**Required work**
(A) According to the Thanksgiving article, in what year and in what town did the National Day of Mourning begin?
(B) In the Thanksgiving article, condense the paragraph that begins "When President Lincoln declared Thanksgiving" to two sentences, keeping its main facts.
(C) Pick up the Thanksgiving article after its final sentence and write the passage that comes next.

**Passage to read**
=== Section Start ===

When Jheri Neri thinks back to Thanksgiving dinner with his father, he remembers a couple bologna sandwiches and some Kool-Aid.
As an adult, he volunteers. This year, he’s planning to go to the Duke Energy Convention Center, which provides meals and clothing to people who need it and is home of the Fall Feast Coat Drive.
Neri, of Northside, is a member of the Ndé and Diné nations and the executive director of the Greater Cincinnati Native American Coalition. Instead of Thanksgiving, some native Americans recognize instead the National Day of Mourning.
Dating back to 1970, the National Day of Mourning started in Plymouth, Massachusetts, where indigenous people and their allies gather to commemorate the day. The day is meant to honor indigenous ancestors and native resilience, according to the United American Indians of New England (UAINE), which organizes the event.
It is, at its core, a demonstration, Neri says, and it’s about education. The elementary school story of pilgrims and Indians being friends for a meal is just that—a story.
Two histories, same events
When President Lincoln declared Thanksgiving a national holiday in 1863, it wasn’t about recognizing early European settlers arriving to his country. Instead, the day was intended to be one of reconciliation, to think about the soldiers lost during the Civil War and to pray for the nation’s healing, Neri says. But that’s a mighty dark story, and over the years, the history of Thanksgiving took on a variety of myths and stories—of the pilgrims and Indians sharing all their food and getting along with one another.
Consider how History.com tells the story: In 1620, the Mayflower traveled from Plymouth, England, to the tip of Cape Cod and across Massachusetts Bay, where those first colonists established a new Plymouth. That first winter was brutal, and about half of the original group survived. The following spring, helped arrived through the Wampanoag Indians, who brought Squanto to help.
Squanto (was) a member of the Pawtuxet tribe who had been kidnapped by an English sea captain and sold into slavery before escaping to London and returning to his homeland on an exploratory expedition. Squanto taught the Pilgrims, weakened by malnutrition and illness, how to cultivate corn, extract sap from maple trees, catch fish in the rivers and avoid poisonous plants.
This interchange between Native Americans and European colonists is one of the only examples of goodwill and kinship between the two groups, according to the website.
It’s a version of the story many have heard, one of helpfulness and harmony, of native people handing America over to the European immigrants to create their nation.
But more detailed accounts aren’t so rosy. David Silverman is a history professor for the Columbian College of Arts and Sciences in Washington, D.C. In an interview with Smithsonian Magazine about his book This Land Is Their Land: The Wampanoag Indians, Plymouth Colony, and the Troubled History of Thanksgiving, he said:
“No question about it, Wampanoag leader Ousamequin reached out to the English at Plymouth and wanted an alliance with them. But it’s not because he was innately friendly. It’s because his people have been decimated by an epidemic disease, and Ousamequin sees the English as an opportunity to fend off his tribal rebels. That’s not the stuff of Thanksgiving pageants.”

=== Section End ===

**Extracted entries**
=== Section Start ===

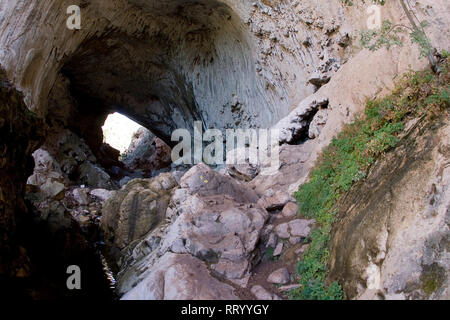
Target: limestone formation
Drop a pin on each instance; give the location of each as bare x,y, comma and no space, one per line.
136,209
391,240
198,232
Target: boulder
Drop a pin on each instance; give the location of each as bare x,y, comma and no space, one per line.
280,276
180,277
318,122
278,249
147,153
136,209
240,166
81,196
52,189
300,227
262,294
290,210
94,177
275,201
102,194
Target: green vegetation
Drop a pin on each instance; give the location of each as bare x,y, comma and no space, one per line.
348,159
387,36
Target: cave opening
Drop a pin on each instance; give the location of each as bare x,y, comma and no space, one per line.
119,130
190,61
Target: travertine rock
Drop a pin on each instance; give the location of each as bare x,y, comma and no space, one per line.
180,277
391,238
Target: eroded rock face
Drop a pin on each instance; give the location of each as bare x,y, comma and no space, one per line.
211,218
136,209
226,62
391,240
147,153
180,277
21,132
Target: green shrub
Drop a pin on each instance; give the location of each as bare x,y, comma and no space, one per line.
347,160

=== Section End ===
=== Section Start ===

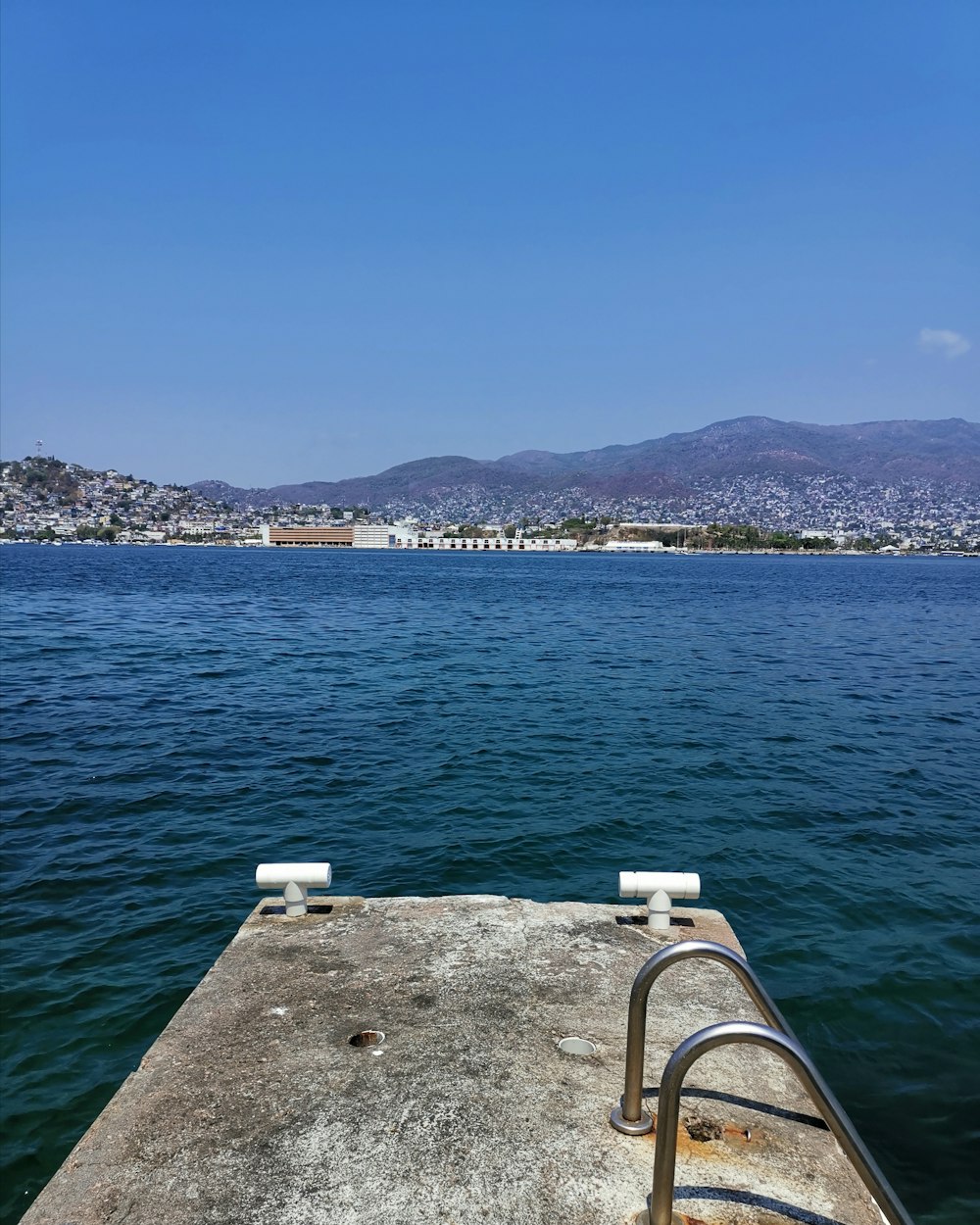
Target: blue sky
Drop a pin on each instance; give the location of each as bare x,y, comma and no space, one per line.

=== Section End ===

**Results in order**
(A) It began in 1970 in Plymouth, Massachusetts.

(B) Neri says that when President Lincoln made Thanksgiving a national holiday in 1863, he meant it as a day of reconciliation, to think about the soldiers lost in the Civil War and to pray for the nation's healing. Because that story is a dark one, the holiday's history gathered myths over the years of pilgrims and Indians sharing their food and getting along.

(C)
Native people in Cincinnati
Locally, Neri estimates that Native Americans make up less than 1% of Cincinnati’s population, though it used to be a metropolis for Native Americans. He points to the Treaty of Greenville, which settled the dispute between the United States and the Northwest Indian Confederation. The Indians gave up most of what would come to be Ohio, plus chunks of Indiana, Illinois, and Michigan. That treaty was signed by many tribes: Miami, Delaware, Ojibwa, Ottawa, Potawatomi, and Shawnee, according to Encyclopædia Britannica.
Neri estimates that 50 tribes used to call this part of Ohio home, and 10,000 native people had trade routes from Cincinnati to the east coast and into Texas.
“The Miami in Oklahoma are not from Oklahoma. They’re from here,” he says. “They were forcefully removed, and their land was stolen, and they built this city on it. Now people say there’s no natives in Ohio.”
A slight tweak to Thanksgiving
Neri doesn’t expect or ask millions of Americans to abandon their Thanksgiving traditions to make way for the National Day of Mourning. Instead, it’s about understanding all this history.
“There are many people who celebrate Christmas, and they celebrate with a secret elf and Santa, but they understand that it’s a myth. They understand that that story is not true,” he says. So if someone can celebrate Christmas as the spirt of Christmas and recognize that Santa isn’t real, the same should be true with Thanksgiving, he says. “You should be able to gather with your family, understand that the story isn’t true at all, and talk about what the story is and have those discussion.”
He understands that some want to abolish Thanksgiving all together, but he also understands that the day is a tradition that has stood for the last 150 years. The goal isn’t to stop celebrating, but to change what’s being celebrated—and its motivation.